**WHAT THIS TASK INVOLVES**. Count the lines in the saved data entries that contain the word "bird". Give only the number.
## begin RECORDS
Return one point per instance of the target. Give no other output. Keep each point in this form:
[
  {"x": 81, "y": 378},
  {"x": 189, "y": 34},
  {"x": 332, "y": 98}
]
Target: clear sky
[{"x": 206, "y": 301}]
## end RECORDS
## begin RECORDS
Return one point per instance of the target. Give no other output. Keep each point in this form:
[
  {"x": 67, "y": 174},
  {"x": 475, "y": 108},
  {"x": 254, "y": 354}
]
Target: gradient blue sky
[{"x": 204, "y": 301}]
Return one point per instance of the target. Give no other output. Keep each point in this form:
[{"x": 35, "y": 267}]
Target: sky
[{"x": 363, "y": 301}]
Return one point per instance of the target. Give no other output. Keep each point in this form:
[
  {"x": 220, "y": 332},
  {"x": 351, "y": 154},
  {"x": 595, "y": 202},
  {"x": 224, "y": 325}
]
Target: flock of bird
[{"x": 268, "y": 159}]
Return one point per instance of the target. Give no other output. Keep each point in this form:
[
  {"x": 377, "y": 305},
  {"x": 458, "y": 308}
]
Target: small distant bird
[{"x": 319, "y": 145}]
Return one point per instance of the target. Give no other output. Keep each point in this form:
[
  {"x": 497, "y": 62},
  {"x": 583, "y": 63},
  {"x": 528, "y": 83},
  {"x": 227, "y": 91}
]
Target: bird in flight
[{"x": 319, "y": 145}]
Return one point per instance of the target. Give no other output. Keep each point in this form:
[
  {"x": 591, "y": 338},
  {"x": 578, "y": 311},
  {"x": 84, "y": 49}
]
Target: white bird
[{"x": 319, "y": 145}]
## end RECORDS
**TASK ANSWER**. 4